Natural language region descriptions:
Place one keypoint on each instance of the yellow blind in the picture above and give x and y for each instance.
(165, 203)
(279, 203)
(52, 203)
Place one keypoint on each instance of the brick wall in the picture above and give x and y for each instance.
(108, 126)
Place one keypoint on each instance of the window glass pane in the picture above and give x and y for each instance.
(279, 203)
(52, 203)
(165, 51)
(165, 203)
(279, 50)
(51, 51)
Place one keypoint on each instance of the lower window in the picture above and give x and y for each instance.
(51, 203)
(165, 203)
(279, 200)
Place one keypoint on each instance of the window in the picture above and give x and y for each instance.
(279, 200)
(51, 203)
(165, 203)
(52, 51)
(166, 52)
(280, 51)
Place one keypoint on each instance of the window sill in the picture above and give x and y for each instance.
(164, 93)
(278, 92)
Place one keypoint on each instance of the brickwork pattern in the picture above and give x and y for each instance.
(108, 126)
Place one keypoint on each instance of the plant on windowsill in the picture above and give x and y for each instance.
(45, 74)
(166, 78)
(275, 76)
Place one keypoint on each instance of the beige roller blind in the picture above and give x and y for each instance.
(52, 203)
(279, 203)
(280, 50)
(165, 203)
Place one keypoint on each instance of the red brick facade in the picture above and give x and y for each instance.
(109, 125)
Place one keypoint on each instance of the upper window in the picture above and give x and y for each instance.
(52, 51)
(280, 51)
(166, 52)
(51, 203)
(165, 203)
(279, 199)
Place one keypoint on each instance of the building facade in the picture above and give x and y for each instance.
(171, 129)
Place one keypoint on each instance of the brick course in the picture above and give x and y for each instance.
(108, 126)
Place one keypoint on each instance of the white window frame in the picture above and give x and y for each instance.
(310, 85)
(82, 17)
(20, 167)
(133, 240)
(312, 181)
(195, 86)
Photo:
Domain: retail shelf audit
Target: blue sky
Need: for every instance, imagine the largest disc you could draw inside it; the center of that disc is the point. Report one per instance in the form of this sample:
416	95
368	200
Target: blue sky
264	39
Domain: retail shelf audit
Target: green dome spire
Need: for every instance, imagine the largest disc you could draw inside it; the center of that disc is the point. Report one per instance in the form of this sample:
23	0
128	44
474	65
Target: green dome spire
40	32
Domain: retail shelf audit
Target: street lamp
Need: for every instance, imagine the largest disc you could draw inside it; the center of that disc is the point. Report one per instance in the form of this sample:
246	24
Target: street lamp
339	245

** WHAT TO DO **
Each record shown above is to be given again exactly.

** ANSWER BOX **
Place one keypoint on each instance of the yellow blind in the picture above and give x and y for each instance.
(165, 203)
(279, 203)
(52, 203)
Place one keypoint on each instance of the brick wall in the picture above and give x and y for each instance.
(108, 126)
Place one keypoint on each instance of the window glass pane in the picture above and give x and y for each instance.
(279, 203)
(52, 203)
(165, 51)
(165, 203)
(279, 50)
(51, 51)
Place one keypoint on each instance of the lower window in the picture above and give x and y for each instance.
(51, 203)
(165, 203)
(279, 200)
Place one keypoint on each instance of the window in the picture above and give x and y for each instance.
(279, 200)
(51, 203)
(165, 203)
(52, 51)
(166, 52)
(280, 51)
Place one keypoint on each instance of the window sill in the picture above and give x and y for each instance.
(164, 93)
(278, 92)
Place one keypoint on each instance of the brickwork pattern in the picture above and give x and y for each instance.
(108, 126)
Place one keypoint on each instance of the plant on windowsill in the picture above and give x and y for each instance.
(45, 74)
(166, 78)
(275, 76)
Place one keypoint on each instance of the beige roller blind in the picture above and give x and y for each instance.
(52, 203)
(279, 203)
(280, 50)
(165, 203)
Place one keypoint on each instance of the red brick facade in the picture above and give x and y for each instance.
(109, 125)
Place one keypoint on each instance of the upper window in the picture above and give x and y for each instance.
(52, 51)
(280, 51)
(166, 52)
(51, 203)
(165, 203)
(279, 199)
Place one keypoint on each instance of the building facade in the picture above and give x and y for each instance.
(171, 129)
Place one keypoint on each instance of the brick course in the picture above and give x and y for each instance.
(108, 126)
Place one keypoint on each instance of the white window frame in the picture above and give x and y for each instance.
(310, 85)
(82, 17)
(20, 167)
(133, 240)
(312, 181)
(195, 86)
Photo:
Domain: retail shelf audit
Target: blue sky
Need: for every instance, imagine the largest disc you could draw inside it; the center of that disc is the point. Report one per instance in the form of this sample:
416	95
368	200
Target: blue sky
264	39
Domain: retail shelf audit
Target: green dome spire
Need: for every instance, imagine the largest disc you could draw inside it; the center of that disc is the point. Report one per instance in the form of this sample:
23	0
128	44
474	65
Target: green dome spire
40	32
Domain: retail shelf audit
Target: street lamp
Need: for every instance, imagine the largest disc you could draw inside it; the center of that disc is the point. Report one per instance in the form of this sample:
246	24
Target: street lamp
339	245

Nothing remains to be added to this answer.